> [Your task] Would you please repeat the data that follows, exactly as it reads?

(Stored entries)
■ ■ ■ ■ ■
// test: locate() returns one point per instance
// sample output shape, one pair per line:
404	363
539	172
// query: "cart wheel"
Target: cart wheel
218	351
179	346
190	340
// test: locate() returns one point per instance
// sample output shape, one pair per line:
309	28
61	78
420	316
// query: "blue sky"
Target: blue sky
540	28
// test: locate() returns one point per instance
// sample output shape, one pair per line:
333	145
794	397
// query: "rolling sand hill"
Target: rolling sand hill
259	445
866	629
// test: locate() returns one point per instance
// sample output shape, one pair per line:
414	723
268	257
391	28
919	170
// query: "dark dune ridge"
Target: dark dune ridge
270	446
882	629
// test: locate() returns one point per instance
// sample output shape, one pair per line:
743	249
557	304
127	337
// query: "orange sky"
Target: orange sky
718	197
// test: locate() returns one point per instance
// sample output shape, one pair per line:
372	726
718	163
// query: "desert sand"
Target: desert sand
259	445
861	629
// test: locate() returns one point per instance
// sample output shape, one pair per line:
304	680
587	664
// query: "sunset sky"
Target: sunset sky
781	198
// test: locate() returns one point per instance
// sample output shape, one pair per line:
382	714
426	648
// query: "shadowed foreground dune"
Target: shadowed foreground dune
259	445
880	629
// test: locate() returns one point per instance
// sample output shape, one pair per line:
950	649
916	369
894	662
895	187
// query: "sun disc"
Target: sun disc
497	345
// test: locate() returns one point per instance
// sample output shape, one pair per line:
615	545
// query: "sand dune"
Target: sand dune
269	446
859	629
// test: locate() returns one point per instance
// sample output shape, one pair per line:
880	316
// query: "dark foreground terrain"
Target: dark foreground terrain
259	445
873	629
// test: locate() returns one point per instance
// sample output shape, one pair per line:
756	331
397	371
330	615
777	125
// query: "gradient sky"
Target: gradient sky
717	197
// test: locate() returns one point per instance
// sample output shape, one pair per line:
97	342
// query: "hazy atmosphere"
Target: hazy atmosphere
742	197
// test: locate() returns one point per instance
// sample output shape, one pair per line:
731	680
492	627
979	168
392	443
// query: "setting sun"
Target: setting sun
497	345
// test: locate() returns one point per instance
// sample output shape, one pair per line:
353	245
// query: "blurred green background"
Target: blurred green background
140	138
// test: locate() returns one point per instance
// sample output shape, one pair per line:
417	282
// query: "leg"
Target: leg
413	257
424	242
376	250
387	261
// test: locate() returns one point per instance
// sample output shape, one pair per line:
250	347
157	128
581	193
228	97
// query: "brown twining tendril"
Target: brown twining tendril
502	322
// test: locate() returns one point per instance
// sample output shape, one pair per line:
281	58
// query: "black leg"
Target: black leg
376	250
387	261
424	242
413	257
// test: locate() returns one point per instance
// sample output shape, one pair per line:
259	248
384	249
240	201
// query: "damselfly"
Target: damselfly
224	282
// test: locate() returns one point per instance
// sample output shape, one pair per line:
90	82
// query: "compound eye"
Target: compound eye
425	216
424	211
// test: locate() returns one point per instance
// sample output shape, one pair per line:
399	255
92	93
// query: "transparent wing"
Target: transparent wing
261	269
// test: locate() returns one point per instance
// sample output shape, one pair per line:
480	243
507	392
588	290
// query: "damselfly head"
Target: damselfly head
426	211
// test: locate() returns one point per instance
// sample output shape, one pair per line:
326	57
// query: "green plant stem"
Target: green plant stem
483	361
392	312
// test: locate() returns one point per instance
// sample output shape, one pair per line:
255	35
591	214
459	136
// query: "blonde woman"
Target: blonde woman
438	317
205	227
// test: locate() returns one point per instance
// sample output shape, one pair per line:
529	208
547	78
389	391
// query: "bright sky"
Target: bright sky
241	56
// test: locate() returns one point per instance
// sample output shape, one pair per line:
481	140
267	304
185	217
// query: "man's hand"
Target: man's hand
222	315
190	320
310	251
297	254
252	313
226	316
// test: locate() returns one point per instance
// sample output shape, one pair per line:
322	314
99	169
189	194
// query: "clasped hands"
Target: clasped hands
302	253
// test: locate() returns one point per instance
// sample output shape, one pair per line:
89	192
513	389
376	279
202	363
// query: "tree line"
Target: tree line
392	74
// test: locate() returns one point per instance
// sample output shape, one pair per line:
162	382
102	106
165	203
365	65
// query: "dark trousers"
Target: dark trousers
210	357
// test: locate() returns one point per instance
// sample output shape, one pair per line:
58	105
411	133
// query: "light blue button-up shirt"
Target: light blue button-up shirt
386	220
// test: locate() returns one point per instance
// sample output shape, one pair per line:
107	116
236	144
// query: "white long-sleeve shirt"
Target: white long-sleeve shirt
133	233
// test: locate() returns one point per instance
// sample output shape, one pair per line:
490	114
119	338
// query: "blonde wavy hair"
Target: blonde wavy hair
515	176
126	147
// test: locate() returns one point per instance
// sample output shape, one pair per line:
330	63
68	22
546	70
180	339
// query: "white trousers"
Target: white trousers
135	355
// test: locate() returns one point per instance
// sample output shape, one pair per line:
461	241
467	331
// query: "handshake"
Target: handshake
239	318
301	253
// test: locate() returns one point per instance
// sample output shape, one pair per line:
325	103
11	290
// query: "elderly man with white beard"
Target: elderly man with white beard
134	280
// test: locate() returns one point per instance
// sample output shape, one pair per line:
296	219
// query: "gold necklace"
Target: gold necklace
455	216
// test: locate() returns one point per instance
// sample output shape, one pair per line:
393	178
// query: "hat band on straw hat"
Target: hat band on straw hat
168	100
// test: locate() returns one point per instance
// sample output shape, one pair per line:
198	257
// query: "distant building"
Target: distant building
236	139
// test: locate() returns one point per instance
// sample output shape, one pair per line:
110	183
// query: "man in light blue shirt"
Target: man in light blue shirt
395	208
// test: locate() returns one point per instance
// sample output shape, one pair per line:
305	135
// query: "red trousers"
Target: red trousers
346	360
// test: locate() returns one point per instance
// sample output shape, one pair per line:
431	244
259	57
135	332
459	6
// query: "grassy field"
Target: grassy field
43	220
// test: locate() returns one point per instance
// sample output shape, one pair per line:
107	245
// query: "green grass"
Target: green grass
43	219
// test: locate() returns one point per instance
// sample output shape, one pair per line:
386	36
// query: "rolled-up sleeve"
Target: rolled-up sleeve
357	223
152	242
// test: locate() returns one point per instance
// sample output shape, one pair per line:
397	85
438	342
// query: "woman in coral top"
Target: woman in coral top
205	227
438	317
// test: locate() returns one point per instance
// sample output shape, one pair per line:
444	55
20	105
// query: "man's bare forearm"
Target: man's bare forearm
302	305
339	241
■ ■ ■ ■ ■
> [Task solution]
// test: locate() returns one point per instance
// sample output shape, one pair per line:
404	363
539	172
// query: "cart wheel"
Target: cart wheel
218	351
179	346
190	340
// test: locate() returns one point per instance
// sample output shape, one pair per line:
309	28
61	78
420	316
// query: "blue sky"
Target: blue sky
540	28
// test: locate() returns one point per instance
// sample output shape, one pair per line:
333	145
794	397
// query: "rolling sand hill"
Target: rolling sand hill
259	445
866	629
// test: locate() returns one point per instance
// sample output shape, one pair per line:
414	723
268	257
391	28
919	170
// query: "dark dune ridge"
Target: dark dune ridge
270	446
882	629
// test: locate() returns one point per instance
// sample output shape, one pair per line:
743	249
557	304
127	337
// query: "orange sky"
Target: orange sky
718	197
// test: locate() returns one point per instance
// sample output shape, one pair per line:
372	726
718	163
// query: "desert sand"
Target: desert sand
259	445
861	629
// test: locate() returns one point per instance
// sample output shape, one pair per line:
304	680
587	664
// query: "sunset sky"
Target: sunset sky
781	198
// test: locate() returns one point per instance
// sample output shape, one pair per line:
382	714
426	648
// query: "shadowed foreground dune"
Target: shadowed foreground dune
259	445
880	629
// test: locate() returns one point per instance
// sample output shape, one pair per line:
950	649
916	369
894	662
895	187
// query: "sun disc"
Target: sun disc
497	345
// test: locate() returns one point per instance
// sample output shape, one pair per line:
615	545
// query: "sand dune"
Target: sand dune
269	446
859	629
// test: locate() returns one point per instance
// sample output shape, one pair per line:
880	316
// query: "dark foreground terrain"
Target: dark foreground terrain
259	445
873	629
// test: locate() returns one point per instance
// sample output shape, one pair per line:
756	331
397	371
330	615
777	125
// query: "gradient sky"
Target: gradient sky
717	197
// test: locate() returns one point per instance
// sample output shape, one pair per line:
97	342
// query: "hazy atmosphere"
Target: hazy atmosphere
742	197
// test: locate() returns one point per instance
// sample output shape, one pair per line:
731	680
492	627
979	168
392	443
// query: "setting sun"
Target: setting sun
497	345
// test: locate() returns one point per instance
// sample output shape, one pair per line:
353	245
// query: "blurred green background"
Target: blurred green background
140	138
// test: locate() returns one point per instance
// sample output shape, one pair per line:
417	282
// query: "leg"
Target: leg
413	257
424	242
376	250
387	261
// test: locate() returns one point per instance
// sample output shape, one pair per line:
250	347
157	128
581	193
228	97
// query: "brown twining tendril"
Target: brown twining tendril
502	322
// test: locate() returns one point per instance
// sample output shape, one pair per line:
281	58
// query: "black leg"
Target: black leg
376	250
387	261
424	242
413	257
// test: locate() returns one point per instance
// sample output shape, one pair per line:
259	248
384	249
240	201
// query: "damselfly"
Target: damselfly
224	282
// test: locate() returns one point per instance
// sample output shape, one pair per line:
90	82
// query: "compound eye"
Target: compound eye
425	216
424	211
// test: locate() returns one point per instance
// sample output shape, one pair per line:
399	255
92	93
// query: "transparent wing"
Target: transparent wing
261	269
// test: locate() returns one point per instance
// sample output shape, one pair per line:
480	243
507	392
588	290
// query: "damselfly head"
Target: damselfly head
426	211
// test: locate() returns one point per instance
// sample output shape, one pair per line:
326	57
// query: "green plant stem"
Target: green plant stem
483	361
392	312
// test: locate() returns one point per instance
// sample output shape, one pair per line:
255	35
591	214
459	136
// query: "blonde woman"
Target: blonde woman
438	317
205	227
// test: locate() returns one point per instance
// sample output shape, one pair per line:
529	208
547	78
389	391
// query: "bright sky"
Target: bright sky
241	56
// test: locate() returns one point per instance
// sample output shape, one pair per line:
481	140
267	304
185	217
// query: "man's hand"
Target: man's hand
222	315
190	320
310	251
297	254
252	313
226	316
// test: locate() returns one point per instance
// sample output shape, one pair per line:
322	314
99	169
189	194
// query: "clasped hands"
Target: clasped hands
302	253
// test: locate() returns one point per instance
// sample output shape, one pair per line:
89	192
513	389
376	279
202	363
// query: "tree line"
Target: tree line
392	74
// test: locate() returns one point per instance
// sample output shape, one pair per line:
162	382
102	106
165	203
365	65
// query: "dark trousers"
Target: dark trousers
210	357
// test: locate() returns one point per instance
// sample output shape, one pair per line:
58	105
411	133
// query: "light blue button-up shirt"
Target: light blue button-up shirt
386	220
// test: locate() returns one point per instance
// sample output shape, one pair per line:
107	116
236	144
// query: "white long-sleeve shirt"
Target: white long-sleeve shirt
133	233
// test: locate() returns one point per instance
// sample output shape, one pair per line:
490	114
119	338
// query: "blonde wavy hair"
Target: blonde wavy hair
515	176
126	147
// test: locate() returns one point per instance
// sample output shape, one pair per line:
330	63
68	22
546	70
180	339
// query: "white trousers"
Target: white trousers
135	355
// test: locate() returns one point per instance
// sample output shape, one pair per line:
461	241
467	331
// query: "handshake"
Target: handshake
239	318
301	253
// test: locate() returns one point per instance
// sample output shape, one pair per line:
325	103
11	290
// query: "elderly man with white beard"
Target: elderly man with white beard
134	280
// test: locate() returns one point per instance
// sample output shape, one pair per line:
296	219
// query: "gold necklace"
Target: gold necklace
455	216
// test: locate() returns one point per instance
// sample output shape, one pair per line:
393	178
// query: "hat band on straw hat"
Target: hat band on straw hat
168	100
// test: locate() returns one point per instance
// sample output shape, one pair per line:
198	257
// query: "distant building"
Target: distant building
236	139
// test: locate() returns one point per instance
// sample output shape, one pair per line:
110	183
// query: "man in light blue shirt"
Target: man in light blue shirt
395	208
// test: locate() returns one point per instance
// sample output shape, one pair per line:
305	135
// query: "red trousers"
Target: red trousers
346	360
// test: locate() returns one point per instance
// sample output shape, one pair per line:
431	244
259	57
135	332
459	6
// query: "grassy field"
Target: grassy field
43	220
// test: locate() returns one point per instance
// sample output shape, one pair per line:
107	245
// query: "green grass"
Target: green grass
43	219
// test: locate() returns one point per instance
// sample output shape, one pair per line:
386	36
// query: "rolled-up sleeve"
Target: rolled-up sleeve
357	223
152	242
// test: locate() returns one point per instance
// sample output shape, one pair per line:
397	85
438	342
// query: "woman in coral top"
Target: woman in coral top
205	227
438	317
// test: locate() returns one point per instance
// sample output shape, one pair per line:
444	55
20	105
// query: "man's bare forearm"
Target: man's bare forearm
302	305
339	241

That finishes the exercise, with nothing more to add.